---- PASSAGE

Although it is almost impossible to measure the cooling rate directly in an industrial plant, the cooling rate may have a direct correlation with the dendritic cell; for this purpose, this parameter may be introduced as a criterion.
Under laboratory conditions, casting bars having a cross-section area of 1,520 mm2 were produced from an Al—Zr type alloy containing 0.26 wt. % Zr, 0.24 wt. % Fe, and 0.06 wt. % Si, by weight of the alloy, under different conditions of crystallisation. The crystallisation conditions were varied by varying the heating of the ingot mould. The casting temperature was 760° C. for all examples.
The structure of the casting bar and deformed rod with a diameter of 9.5 mm that were produced by rolling was studied using the metallographic analysis method of scanning electron microscopy. The initial casting bar temperature before rolling was 500° C. The measurement results are given in Table 1.

--------
---- PROVIDED INFORMATION

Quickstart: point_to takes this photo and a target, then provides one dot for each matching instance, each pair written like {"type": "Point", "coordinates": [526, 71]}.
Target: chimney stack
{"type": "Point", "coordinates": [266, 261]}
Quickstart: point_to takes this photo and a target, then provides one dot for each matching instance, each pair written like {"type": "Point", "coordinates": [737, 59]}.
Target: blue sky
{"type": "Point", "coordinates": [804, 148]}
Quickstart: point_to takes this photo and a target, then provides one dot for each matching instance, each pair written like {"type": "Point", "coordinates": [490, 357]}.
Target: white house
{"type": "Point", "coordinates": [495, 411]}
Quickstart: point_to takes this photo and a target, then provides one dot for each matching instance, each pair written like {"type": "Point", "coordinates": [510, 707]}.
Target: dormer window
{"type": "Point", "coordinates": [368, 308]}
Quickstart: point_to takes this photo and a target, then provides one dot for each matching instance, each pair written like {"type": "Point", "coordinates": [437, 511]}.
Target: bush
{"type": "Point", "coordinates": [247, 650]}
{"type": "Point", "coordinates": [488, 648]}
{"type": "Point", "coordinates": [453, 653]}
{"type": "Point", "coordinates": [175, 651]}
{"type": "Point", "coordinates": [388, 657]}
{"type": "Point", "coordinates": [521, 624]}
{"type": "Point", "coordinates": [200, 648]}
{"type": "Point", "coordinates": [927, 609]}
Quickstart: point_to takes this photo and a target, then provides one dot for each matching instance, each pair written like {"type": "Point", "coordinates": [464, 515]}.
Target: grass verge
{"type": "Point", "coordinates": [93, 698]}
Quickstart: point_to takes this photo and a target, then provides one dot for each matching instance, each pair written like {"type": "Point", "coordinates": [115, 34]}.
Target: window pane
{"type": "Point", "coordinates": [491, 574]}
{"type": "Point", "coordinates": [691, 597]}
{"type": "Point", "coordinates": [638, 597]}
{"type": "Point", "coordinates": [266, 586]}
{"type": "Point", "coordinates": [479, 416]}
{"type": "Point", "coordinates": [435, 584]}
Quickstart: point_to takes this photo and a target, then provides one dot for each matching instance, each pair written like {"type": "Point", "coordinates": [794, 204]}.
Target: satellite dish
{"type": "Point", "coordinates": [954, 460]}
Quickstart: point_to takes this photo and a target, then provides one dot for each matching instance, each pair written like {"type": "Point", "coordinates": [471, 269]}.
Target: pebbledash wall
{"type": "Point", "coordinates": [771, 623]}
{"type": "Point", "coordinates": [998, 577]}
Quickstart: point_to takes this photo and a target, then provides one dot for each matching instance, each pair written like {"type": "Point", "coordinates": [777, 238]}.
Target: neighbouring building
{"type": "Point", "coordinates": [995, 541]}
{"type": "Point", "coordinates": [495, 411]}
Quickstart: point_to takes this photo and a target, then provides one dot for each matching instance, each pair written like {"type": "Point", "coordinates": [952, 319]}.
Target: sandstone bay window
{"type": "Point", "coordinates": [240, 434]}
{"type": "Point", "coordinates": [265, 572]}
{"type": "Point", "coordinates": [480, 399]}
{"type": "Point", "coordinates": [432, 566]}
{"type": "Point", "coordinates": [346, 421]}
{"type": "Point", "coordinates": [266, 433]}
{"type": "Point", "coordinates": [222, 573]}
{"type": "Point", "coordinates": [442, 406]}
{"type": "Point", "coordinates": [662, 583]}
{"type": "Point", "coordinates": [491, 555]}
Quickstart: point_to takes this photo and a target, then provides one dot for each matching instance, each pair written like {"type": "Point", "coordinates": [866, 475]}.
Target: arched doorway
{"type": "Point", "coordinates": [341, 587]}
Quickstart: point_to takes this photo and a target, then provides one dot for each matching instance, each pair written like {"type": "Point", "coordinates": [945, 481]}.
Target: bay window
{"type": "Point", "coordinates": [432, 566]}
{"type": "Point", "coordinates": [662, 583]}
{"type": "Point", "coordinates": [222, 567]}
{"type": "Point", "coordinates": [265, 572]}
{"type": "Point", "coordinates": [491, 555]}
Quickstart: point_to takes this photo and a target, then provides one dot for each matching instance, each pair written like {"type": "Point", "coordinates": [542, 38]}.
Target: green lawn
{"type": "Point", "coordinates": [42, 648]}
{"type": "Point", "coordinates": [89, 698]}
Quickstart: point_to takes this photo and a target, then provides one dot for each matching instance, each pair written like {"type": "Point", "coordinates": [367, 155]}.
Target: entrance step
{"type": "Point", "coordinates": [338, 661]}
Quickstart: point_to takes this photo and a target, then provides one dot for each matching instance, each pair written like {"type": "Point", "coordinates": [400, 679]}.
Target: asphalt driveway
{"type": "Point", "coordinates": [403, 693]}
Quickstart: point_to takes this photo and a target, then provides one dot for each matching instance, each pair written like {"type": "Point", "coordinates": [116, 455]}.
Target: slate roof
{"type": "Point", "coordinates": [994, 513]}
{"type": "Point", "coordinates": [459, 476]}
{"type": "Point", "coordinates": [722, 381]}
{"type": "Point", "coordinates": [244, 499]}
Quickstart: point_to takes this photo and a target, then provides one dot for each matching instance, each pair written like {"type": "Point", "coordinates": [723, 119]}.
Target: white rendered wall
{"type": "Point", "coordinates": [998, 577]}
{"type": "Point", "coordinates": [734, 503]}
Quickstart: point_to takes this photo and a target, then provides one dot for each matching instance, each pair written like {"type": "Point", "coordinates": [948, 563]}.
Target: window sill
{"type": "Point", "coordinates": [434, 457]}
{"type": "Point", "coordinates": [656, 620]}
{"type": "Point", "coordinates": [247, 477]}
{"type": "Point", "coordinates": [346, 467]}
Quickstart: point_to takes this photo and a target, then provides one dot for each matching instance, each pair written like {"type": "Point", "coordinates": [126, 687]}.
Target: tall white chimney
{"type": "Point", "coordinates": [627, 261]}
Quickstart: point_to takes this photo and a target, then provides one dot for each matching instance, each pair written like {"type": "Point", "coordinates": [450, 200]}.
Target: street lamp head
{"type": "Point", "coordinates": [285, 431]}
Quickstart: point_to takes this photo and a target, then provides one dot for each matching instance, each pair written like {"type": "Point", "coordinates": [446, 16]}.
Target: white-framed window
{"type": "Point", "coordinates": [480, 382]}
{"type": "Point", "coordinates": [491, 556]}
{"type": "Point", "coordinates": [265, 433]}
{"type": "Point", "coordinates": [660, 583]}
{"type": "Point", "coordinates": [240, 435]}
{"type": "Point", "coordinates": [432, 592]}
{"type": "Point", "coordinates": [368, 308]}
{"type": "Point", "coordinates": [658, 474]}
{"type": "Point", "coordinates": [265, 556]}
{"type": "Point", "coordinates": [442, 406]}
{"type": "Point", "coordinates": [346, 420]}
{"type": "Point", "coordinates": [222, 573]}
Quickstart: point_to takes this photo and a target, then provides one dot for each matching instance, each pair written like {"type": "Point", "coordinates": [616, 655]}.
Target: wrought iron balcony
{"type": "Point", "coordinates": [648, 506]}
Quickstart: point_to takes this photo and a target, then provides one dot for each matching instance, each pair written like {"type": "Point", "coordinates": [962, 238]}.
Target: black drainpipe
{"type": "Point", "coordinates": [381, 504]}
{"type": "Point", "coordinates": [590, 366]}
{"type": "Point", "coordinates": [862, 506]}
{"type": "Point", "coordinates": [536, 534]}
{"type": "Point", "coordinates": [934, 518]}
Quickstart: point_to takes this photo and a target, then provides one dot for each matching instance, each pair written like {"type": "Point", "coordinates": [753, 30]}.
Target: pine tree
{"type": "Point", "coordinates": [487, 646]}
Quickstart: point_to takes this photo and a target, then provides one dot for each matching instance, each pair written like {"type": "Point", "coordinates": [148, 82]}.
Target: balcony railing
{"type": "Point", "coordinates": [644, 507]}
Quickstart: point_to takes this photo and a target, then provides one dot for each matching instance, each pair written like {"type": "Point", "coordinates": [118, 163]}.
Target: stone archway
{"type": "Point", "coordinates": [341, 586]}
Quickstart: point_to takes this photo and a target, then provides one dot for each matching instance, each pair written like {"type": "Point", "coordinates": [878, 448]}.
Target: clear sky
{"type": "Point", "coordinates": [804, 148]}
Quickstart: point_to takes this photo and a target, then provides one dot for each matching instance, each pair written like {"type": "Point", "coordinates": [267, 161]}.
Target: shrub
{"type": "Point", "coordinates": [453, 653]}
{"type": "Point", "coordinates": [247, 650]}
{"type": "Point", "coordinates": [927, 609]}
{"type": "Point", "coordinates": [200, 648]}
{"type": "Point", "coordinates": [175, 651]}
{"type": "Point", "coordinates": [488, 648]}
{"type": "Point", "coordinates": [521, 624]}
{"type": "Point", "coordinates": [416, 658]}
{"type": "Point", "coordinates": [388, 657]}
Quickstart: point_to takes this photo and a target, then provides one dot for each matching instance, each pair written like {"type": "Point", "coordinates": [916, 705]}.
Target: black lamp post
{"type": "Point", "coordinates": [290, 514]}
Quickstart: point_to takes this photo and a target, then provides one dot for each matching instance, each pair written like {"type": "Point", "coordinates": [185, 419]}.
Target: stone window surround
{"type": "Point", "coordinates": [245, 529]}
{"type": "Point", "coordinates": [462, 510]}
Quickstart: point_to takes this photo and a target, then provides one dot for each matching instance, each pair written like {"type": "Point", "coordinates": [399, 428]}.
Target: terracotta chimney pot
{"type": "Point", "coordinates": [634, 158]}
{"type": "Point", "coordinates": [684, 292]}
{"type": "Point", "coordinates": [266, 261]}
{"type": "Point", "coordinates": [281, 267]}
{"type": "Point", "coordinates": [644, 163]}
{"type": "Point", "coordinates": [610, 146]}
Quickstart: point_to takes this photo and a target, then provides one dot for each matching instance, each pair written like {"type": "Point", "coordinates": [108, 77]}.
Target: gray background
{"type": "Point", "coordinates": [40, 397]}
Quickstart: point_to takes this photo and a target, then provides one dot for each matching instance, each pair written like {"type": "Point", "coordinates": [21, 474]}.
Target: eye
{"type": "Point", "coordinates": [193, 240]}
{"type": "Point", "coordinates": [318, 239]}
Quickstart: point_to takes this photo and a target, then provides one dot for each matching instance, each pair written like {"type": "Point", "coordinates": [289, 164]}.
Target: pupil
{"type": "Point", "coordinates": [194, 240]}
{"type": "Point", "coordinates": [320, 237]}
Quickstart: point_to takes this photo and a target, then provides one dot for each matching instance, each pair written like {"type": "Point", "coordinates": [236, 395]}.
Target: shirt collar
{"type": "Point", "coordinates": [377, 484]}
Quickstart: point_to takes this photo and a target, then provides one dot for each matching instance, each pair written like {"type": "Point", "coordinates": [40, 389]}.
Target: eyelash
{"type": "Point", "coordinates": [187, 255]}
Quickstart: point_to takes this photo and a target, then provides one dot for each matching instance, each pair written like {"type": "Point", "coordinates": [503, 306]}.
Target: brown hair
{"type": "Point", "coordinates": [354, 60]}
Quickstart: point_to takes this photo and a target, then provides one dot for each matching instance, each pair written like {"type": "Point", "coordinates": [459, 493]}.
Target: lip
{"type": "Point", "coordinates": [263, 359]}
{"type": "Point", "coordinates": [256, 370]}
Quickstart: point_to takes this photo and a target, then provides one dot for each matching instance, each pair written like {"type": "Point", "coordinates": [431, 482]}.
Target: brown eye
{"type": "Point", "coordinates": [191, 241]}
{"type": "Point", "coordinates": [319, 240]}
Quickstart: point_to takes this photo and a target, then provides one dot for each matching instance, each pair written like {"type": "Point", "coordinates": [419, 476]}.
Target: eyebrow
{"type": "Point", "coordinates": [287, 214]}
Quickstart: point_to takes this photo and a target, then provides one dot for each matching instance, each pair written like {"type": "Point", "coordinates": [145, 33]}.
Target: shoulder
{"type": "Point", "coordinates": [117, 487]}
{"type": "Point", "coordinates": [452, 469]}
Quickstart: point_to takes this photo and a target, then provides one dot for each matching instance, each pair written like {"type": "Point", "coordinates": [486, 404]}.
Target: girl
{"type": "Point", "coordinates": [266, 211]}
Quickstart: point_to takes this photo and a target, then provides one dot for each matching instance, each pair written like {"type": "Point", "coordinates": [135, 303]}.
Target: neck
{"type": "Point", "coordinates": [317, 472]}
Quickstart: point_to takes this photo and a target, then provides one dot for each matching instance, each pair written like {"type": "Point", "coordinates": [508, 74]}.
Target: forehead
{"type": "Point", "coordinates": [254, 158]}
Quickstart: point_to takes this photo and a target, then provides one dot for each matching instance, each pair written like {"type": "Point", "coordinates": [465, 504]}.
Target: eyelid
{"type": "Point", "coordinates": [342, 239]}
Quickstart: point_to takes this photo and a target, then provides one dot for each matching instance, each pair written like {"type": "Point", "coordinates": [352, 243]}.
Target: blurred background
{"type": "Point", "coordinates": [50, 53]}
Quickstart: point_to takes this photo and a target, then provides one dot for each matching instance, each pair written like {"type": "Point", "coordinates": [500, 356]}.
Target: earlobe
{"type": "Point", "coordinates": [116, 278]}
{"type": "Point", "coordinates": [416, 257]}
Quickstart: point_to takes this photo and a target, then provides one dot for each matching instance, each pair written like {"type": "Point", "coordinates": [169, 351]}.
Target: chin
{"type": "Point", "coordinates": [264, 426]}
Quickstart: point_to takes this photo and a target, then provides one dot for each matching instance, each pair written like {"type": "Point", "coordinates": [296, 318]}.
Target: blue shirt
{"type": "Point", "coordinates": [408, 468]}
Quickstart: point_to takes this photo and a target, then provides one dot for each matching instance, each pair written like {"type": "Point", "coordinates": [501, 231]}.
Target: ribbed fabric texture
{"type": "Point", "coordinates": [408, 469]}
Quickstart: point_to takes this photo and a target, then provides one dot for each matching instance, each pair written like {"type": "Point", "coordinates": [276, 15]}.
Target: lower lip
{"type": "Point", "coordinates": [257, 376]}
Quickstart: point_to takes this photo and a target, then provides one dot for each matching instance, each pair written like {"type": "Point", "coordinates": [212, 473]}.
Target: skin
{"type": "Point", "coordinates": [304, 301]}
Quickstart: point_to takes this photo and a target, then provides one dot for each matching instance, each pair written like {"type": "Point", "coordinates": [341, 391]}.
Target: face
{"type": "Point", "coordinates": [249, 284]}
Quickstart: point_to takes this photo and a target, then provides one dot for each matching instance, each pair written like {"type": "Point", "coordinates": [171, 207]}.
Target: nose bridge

--------

GIVEN EXERCISE 1
According to the passage, what was the casting temperature for all examples?
GIVEN EXERCISE 2
Pull out every line in the records that contains the string "balcony". Case counts.

REPLY 1
760° C.

REPLY 2
Target: wrought iron balcony
Target: balcony railing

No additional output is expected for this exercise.